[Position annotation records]
▬▬▬

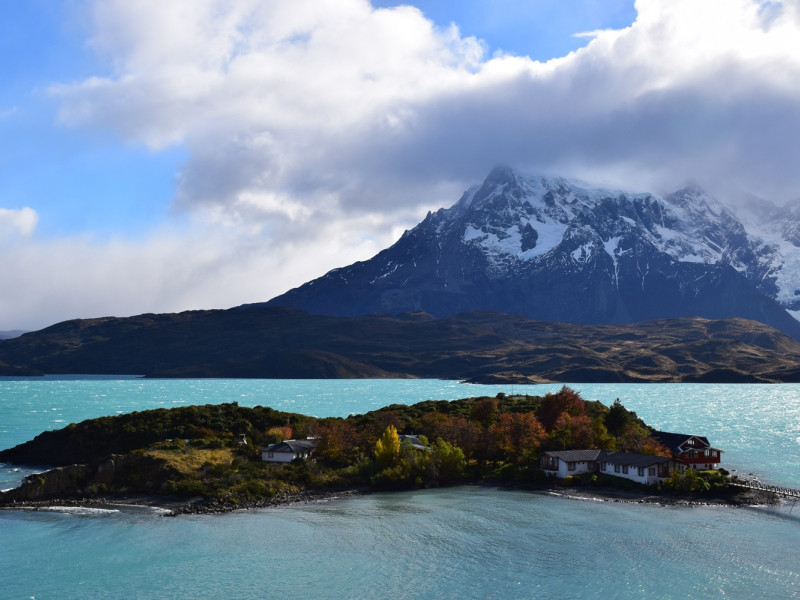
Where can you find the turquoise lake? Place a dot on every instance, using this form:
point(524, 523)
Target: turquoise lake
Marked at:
point(462, 542)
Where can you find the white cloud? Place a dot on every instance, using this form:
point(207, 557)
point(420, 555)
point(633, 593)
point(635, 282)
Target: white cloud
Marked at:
point(308, 119)
point(300, 104)
point(21, 221)
point(45, 282)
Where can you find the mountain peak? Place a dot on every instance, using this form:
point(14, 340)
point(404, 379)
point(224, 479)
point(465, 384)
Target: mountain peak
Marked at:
point(553, 249)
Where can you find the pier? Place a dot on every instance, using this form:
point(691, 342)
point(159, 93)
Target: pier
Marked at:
point(764, 487)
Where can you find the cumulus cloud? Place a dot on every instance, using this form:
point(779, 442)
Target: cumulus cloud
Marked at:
point(291, 106)
point(316, 129)
point(48, 281)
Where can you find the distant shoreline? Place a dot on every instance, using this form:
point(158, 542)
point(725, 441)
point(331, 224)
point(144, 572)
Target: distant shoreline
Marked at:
point(174, 506)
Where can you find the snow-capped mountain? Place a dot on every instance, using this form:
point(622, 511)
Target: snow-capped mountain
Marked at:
point(554, 250)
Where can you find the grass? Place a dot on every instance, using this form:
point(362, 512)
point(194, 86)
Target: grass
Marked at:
point(190, 460)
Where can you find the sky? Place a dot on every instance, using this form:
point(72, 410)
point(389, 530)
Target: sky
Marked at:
point(168, 155)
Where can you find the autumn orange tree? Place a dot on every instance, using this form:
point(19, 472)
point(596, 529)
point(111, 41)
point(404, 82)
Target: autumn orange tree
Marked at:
point(514, 433)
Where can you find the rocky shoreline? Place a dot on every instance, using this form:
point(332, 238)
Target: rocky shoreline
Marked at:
point(173, 506)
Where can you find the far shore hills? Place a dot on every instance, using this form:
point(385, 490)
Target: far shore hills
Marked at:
point(210, 459)
point(257, 341)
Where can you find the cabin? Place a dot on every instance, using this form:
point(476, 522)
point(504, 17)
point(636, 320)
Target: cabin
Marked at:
point(414, 441)
point(288, 450)
point(694, 451)
point(641, 468)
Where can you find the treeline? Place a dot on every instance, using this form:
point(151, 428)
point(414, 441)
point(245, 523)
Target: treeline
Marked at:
point(214, 450)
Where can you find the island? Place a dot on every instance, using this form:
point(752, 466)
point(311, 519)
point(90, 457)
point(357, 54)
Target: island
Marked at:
point(218, 458)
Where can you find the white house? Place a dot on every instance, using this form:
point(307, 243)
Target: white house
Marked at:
point(641, 468)
point(288, 450)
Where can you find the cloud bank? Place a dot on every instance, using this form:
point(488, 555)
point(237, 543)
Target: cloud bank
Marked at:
point(317, 129)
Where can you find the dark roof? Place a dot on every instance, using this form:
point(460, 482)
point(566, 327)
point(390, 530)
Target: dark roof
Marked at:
point(675, 441)
point(632, 459)
point(414, 441)
point(574, 455)
point(292, 446)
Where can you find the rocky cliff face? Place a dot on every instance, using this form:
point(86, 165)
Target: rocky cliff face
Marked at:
point(549, 249)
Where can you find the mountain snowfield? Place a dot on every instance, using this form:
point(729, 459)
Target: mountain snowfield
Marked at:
point(687, 225)
point(553, 249)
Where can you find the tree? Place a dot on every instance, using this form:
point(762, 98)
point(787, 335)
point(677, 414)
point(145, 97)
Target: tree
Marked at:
point(513, 433)
point(566, 400)
point(447, 462)
point(387, 448)
point(339, 441)
point(278, 434)
point(617, 417)
point(484, 412)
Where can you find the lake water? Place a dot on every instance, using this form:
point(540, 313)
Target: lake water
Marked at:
point(463, 542)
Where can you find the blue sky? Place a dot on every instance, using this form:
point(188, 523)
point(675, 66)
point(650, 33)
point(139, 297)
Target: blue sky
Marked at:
point(164, 155)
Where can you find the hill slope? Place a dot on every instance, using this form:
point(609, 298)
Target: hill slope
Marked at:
point(552, 250)
point(266, 342)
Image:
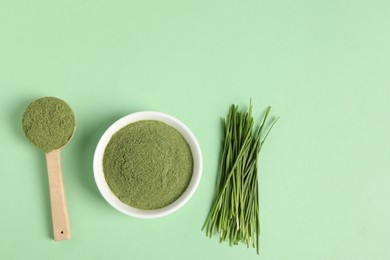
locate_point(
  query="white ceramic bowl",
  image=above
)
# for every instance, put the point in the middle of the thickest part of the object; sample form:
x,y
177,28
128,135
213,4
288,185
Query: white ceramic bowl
x,y
101,181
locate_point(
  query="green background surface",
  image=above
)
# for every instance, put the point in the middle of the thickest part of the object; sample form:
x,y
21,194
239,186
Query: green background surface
x,y
322,65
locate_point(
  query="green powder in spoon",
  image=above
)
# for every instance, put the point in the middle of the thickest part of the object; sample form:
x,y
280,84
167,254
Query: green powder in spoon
x,y
48,123
147,164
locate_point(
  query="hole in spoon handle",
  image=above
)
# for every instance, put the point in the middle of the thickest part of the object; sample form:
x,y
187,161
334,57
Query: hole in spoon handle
x,y
59,210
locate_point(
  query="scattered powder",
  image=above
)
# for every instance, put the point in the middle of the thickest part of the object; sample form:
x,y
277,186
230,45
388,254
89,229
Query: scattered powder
x,y
148,164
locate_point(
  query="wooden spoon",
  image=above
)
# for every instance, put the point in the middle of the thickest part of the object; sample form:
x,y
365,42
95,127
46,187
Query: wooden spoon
x,y
49,124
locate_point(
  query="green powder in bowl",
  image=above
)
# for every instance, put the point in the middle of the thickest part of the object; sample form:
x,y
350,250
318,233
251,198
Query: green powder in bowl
x,y
147,164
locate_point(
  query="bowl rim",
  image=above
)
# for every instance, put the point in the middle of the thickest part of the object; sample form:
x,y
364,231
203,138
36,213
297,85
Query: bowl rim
x,y
100,180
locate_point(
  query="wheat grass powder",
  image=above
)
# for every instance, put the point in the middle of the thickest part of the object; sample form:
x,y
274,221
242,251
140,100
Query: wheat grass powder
x,y
148,164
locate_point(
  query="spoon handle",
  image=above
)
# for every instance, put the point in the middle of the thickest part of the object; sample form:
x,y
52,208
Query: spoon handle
x,y
59,210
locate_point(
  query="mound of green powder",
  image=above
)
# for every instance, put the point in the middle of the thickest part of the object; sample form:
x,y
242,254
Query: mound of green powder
x,y
147,164
48,123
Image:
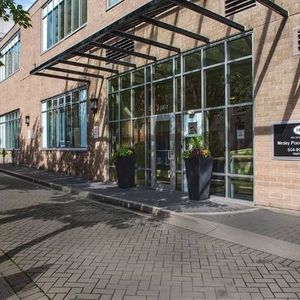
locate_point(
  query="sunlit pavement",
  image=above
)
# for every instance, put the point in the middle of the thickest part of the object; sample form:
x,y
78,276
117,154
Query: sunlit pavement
x,y
60,246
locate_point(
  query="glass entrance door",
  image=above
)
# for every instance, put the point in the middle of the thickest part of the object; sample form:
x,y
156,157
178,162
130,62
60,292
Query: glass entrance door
x,y
163,161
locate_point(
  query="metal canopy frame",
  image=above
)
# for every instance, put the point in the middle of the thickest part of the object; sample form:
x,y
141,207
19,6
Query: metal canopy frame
x,y
121,50
148,14
174,29
275,7
87,66
145,41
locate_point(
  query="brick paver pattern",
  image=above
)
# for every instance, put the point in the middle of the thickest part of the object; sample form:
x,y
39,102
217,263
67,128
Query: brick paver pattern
x,y
59,246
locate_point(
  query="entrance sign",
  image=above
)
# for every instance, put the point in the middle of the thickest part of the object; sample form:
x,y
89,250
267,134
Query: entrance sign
x,y
286,141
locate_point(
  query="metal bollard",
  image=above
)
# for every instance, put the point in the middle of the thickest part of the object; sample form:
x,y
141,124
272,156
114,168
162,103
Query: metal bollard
x,y
13,156
3,155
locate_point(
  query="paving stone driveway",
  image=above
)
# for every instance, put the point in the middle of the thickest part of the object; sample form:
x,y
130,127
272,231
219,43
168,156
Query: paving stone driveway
x,y
61,247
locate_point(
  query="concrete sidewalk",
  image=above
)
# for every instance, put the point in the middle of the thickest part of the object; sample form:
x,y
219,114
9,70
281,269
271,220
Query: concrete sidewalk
x,y
6,292
235,221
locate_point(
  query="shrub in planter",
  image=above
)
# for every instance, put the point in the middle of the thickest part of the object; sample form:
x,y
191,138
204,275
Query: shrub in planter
x,y
198,164
124,159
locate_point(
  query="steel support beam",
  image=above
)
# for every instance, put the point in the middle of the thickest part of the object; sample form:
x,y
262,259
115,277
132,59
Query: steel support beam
x,y
208,13
101,58
174,29
145,41
121,50
78,64
74,72
61,77
275,7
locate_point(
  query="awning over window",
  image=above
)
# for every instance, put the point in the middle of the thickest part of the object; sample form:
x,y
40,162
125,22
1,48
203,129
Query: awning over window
x,y
149,14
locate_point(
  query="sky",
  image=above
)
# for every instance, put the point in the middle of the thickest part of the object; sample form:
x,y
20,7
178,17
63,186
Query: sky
x,y
26,3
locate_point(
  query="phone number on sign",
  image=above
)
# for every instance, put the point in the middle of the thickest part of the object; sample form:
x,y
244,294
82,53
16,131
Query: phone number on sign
x,y
294,150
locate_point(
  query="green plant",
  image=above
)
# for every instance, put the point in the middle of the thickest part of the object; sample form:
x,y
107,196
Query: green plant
x,y
4,153
125,150
195,147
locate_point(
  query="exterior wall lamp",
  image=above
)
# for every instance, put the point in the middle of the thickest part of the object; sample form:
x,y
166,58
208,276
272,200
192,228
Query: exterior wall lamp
x,y
27,120
94,105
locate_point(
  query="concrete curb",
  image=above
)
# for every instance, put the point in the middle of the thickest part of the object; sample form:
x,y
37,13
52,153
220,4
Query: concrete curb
x,y
242,237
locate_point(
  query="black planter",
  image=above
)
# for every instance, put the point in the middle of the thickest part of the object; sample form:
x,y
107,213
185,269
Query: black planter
x,y
199,172
125,167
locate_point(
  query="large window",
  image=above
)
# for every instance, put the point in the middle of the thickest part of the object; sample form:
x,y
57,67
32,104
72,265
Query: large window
x,y
10,58
209,90
61,18
65,120
9,130
111,3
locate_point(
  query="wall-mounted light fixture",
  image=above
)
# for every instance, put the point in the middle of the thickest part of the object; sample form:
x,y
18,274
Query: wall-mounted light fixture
x,y
27,120
94,105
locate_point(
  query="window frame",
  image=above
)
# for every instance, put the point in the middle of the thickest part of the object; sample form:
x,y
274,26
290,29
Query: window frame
x,y
16,120
108,6
8,49
177,78
48,9
64,106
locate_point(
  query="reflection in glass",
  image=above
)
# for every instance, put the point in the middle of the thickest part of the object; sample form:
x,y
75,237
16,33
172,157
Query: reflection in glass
x,y
192,95
240,47
148,99
241,140
177,65
178,142
139,142
241,82
241,188
148,74
114,137
217,186
163,70
178,181
214,55
163,97
125,103
113,107
178,93
113,85
148,150
192,61
215,87
215,133
112,174
140,177
162,135
138,105
125,133
138,77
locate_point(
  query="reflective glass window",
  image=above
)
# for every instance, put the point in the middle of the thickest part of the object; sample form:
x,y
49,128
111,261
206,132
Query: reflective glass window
x,y
215,134
214,55
240,82
192,61
125,104
240,47
192,88
241,140
164,97
215,87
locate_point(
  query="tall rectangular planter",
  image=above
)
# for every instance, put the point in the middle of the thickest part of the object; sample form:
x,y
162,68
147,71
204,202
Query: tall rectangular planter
x,y
199,173
125,167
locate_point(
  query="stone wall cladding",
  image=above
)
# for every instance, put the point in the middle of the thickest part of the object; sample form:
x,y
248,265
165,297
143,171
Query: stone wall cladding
x,y
276,87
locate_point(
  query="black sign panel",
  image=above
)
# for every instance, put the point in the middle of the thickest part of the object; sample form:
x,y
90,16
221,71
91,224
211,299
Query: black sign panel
x,y
287,141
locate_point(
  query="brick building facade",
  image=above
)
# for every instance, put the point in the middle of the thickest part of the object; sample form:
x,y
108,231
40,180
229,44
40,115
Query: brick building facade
x,y
230,81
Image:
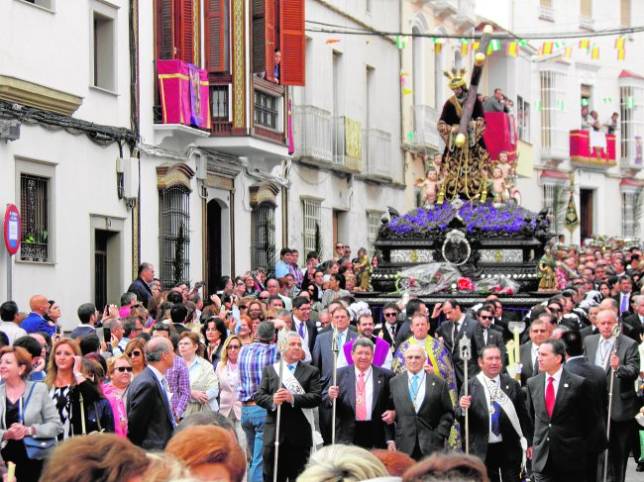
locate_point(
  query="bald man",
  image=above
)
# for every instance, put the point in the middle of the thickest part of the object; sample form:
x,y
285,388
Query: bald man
x,y
35,321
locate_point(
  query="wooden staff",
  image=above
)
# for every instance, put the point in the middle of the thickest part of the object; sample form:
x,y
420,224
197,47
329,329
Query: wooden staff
x,y
465,349
277,425
617,330
335,348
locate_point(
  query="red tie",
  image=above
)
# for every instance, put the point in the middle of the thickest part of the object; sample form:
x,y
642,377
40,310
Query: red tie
x,y
550,396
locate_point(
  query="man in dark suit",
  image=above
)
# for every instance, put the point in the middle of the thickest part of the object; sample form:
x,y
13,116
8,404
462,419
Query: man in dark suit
x,y
141,285
424,412
484,334
539,331
563,418
303,325
633,323
577,364
413,308
149,414
323,358
623,297
299,392
388,329
363,404
498,418
457,326
620,354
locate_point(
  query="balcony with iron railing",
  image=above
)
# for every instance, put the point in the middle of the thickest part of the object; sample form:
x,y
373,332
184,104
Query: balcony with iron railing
x,y
377,154
312,134
425,132
347,143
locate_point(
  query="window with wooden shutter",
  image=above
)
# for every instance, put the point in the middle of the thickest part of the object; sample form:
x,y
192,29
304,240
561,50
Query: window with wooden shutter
x,y
216,33
185,30
292,42
264,37
164,29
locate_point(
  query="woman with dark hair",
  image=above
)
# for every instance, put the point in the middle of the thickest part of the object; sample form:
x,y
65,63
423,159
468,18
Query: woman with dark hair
x,y
214,333
204,386
100,417
68,387
225,286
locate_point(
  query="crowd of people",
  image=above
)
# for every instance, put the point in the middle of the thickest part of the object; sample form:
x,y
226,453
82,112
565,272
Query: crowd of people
x,y
284,372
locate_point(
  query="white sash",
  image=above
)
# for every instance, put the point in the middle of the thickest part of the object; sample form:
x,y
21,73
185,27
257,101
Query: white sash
x,y
292,385
496,394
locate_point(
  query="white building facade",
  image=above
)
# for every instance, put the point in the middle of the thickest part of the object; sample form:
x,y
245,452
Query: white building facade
x,y
549,90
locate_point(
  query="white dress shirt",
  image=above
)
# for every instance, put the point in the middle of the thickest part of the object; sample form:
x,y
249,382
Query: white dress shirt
x,y
305,338
492,437
420,394
555,383
604,349
368,378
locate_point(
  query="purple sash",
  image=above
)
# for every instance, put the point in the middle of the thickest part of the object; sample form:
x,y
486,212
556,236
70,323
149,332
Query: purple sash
x,y
379,357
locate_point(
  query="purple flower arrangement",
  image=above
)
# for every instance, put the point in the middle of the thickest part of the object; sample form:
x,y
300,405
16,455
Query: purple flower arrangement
x,y
484,218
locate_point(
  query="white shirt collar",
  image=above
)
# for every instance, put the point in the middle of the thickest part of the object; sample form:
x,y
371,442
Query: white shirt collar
x,y
556,375
367,373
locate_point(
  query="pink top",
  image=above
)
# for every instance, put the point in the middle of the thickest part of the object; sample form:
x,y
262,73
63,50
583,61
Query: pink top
x,y
229,383
117,402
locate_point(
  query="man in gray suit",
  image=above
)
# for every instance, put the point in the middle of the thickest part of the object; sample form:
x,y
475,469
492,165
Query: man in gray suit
x,y
424,412
620,354
322,358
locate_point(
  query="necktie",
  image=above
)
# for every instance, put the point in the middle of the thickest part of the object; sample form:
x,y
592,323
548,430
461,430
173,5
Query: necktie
x,y
361,402
495,416
166,389
550,396
413,389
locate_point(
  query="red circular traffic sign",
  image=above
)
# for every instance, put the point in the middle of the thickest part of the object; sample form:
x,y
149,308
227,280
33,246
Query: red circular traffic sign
x,y
12,229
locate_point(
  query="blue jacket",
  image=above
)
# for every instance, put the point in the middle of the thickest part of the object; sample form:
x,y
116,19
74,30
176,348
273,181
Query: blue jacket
x,y
34,323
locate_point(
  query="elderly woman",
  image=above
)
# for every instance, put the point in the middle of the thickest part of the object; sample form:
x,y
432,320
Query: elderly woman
x,y
210,452
134,351
204,386
229,379
119,372
214,333
27,412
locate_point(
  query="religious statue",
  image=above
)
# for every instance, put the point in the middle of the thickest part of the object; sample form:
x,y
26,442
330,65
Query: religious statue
x,y
500,189
461,127
430,185
546,271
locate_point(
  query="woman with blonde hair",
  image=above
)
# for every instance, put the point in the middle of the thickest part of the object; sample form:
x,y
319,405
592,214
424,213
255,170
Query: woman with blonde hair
x,y
204,386
342,463
134,350
69,388
229,382
27,412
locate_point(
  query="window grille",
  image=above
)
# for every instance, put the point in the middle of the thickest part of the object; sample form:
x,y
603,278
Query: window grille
x,y
312,219
263,242
35,222
174,229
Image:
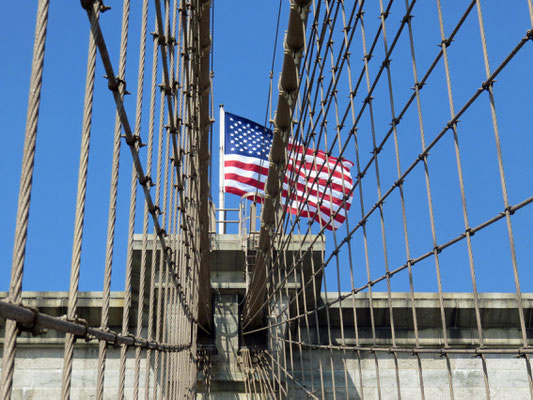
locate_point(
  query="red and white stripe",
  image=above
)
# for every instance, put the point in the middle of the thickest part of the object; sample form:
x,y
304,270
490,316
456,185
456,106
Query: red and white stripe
x,y
315,185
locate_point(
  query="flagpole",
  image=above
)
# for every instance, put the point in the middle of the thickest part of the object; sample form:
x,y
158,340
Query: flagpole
x,y
221,213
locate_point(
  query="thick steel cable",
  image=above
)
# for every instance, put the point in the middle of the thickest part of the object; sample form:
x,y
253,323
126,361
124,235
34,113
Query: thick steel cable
x,y
24,198
144,248
110,242
80,212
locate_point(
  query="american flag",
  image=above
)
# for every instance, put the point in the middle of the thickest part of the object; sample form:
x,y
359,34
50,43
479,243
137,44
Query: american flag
x,y
315,186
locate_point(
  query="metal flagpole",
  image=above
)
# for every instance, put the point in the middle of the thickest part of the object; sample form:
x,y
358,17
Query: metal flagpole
x,y
221,213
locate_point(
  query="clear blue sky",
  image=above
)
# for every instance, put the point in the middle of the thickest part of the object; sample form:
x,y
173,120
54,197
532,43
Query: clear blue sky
x,y
243,45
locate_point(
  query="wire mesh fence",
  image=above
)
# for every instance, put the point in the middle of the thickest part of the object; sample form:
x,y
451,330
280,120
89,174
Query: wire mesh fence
x,y
420,97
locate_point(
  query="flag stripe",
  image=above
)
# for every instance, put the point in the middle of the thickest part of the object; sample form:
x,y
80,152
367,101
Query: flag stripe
x,y
316,186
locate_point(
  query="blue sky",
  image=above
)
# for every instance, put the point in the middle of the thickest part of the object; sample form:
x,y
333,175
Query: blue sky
x,y
243,46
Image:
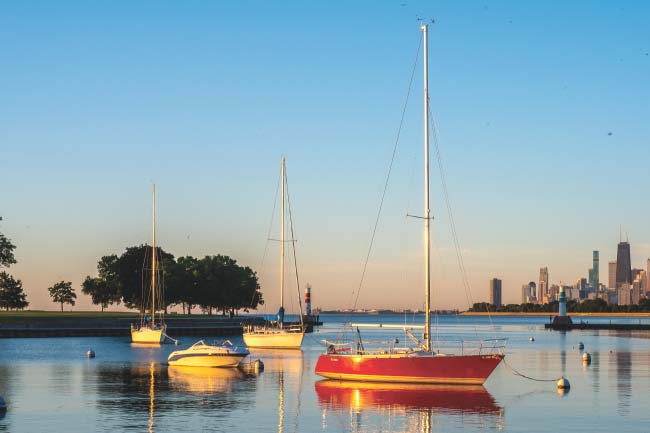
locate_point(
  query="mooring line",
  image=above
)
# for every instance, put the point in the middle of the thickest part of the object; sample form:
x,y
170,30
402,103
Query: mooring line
x,y
528,377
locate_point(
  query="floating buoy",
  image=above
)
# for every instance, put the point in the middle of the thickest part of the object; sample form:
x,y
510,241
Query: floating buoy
x,y
258,365
252,367
563,383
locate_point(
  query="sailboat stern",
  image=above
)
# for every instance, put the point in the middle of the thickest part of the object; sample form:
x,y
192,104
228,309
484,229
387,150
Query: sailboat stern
x,y
409,368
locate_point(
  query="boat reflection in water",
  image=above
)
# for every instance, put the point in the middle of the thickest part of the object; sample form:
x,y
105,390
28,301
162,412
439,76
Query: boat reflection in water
x,y
415,404
203,379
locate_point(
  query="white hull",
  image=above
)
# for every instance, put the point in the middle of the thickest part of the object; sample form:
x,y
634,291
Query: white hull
x,y
203,355
147,335
269,338
208,361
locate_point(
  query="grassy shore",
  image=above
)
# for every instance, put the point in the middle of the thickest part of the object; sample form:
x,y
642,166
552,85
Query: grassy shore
x,y
468,313
6,316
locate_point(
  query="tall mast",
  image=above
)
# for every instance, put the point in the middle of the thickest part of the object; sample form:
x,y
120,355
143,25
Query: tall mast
x,y
427,236
282,239
153,257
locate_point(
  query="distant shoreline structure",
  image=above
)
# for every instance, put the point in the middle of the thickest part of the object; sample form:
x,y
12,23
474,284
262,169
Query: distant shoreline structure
x,y
468,313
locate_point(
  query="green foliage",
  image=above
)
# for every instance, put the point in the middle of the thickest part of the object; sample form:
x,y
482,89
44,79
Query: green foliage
x,y
213,282
6,252
63,293
100,291
132,272
11,293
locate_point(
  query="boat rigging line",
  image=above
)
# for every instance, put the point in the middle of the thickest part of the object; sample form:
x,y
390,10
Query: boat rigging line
x,y
517,373
293,243
390,169
459,256
268,234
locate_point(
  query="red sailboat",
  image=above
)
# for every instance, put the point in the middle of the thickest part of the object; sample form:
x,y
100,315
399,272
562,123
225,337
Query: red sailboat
x,y
419,364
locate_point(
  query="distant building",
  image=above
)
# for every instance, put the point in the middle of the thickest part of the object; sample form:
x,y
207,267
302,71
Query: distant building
x,y
624,294
647,276
623,265
528,292
594,273
542,287
581,288
495,292
612,275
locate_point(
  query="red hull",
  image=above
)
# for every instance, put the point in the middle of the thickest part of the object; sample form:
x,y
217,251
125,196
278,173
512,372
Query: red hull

▬▬▬

Aim: Starting at the beginning of the records and stopping after the line that contains "point(45, 282)", reproduce those lines with "white cloud" substituted by "gray cloud" and everything else left unchanged. Omit the pictures from your answer.

Task answer:
Where can you find the turquoise lake? Place a dot on every instance, using this form:
point(524, 523)
Target: turquoise lake
Marked at:
point(462, 542)
Where can you find the gray cloud? Place a dot on every instance, using this form:
point(207, 557)
point(420, 555)
point(633, 593)
point(635, 282)
Target: gray cloud
Marked at:
point(308, 119)
point(300, 104)
point(21, 221)
point(45, 282)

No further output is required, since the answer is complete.